Source records
Start

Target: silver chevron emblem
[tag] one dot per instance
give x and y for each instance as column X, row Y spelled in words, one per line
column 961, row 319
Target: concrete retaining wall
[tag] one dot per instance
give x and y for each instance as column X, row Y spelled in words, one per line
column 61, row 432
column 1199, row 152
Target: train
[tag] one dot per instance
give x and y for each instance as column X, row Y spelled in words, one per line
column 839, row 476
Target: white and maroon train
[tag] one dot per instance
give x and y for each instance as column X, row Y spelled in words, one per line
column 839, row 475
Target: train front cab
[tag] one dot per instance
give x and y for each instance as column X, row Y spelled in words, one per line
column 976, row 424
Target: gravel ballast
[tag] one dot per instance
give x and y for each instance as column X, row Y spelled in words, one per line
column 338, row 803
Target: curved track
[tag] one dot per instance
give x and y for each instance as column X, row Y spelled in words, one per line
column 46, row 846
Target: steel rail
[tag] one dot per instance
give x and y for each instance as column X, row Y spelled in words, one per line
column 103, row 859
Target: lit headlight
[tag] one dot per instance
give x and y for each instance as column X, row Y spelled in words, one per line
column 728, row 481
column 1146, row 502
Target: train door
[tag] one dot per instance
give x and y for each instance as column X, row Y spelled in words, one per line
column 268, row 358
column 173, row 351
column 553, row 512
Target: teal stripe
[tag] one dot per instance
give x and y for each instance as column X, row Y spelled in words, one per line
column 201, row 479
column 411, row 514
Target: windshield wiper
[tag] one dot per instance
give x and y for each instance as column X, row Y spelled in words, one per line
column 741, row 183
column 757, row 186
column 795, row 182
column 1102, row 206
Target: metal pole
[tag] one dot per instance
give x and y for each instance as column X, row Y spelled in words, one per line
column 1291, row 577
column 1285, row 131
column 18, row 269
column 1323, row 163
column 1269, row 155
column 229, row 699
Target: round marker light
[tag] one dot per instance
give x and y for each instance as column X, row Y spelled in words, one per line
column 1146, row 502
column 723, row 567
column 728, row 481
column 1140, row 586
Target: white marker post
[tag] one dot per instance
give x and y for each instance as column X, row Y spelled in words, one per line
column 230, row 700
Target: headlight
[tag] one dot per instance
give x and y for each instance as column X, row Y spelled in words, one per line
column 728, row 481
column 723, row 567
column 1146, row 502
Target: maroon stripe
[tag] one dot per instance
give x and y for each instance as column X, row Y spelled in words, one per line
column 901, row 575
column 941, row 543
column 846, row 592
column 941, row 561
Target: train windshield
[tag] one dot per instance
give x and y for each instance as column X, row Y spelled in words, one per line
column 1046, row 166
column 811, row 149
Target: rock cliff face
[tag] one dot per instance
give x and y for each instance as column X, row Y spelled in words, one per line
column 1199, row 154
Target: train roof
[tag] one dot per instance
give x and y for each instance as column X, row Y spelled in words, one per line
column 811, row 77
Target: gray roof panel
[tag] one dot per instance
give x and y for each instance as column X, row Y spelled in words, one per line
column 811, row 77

End

### What to work on
Reproduce the stretch of the data above from the line containing "Target: lit headlight" through the line containing "column 411, row 514", unchanged, with both end lines included.

### Task output
Target: lit headlight
[tag] one dot per instance
give x and y for each instance as column X, row Y spelled in words, one per line
column 728, row 481
column 1146, row 502
Target: train door
[tag] one dot per instance
give x and y for each instance as column X, row Y spelled in words, one per line
column 268, row 358
column 173, row 351
column 553, row 512
Target: teal stripe
[tag] one dot per instance
give x and y for each instance as column X, row Y spelled in words, one per line
column 201, row 479
column 411, row 514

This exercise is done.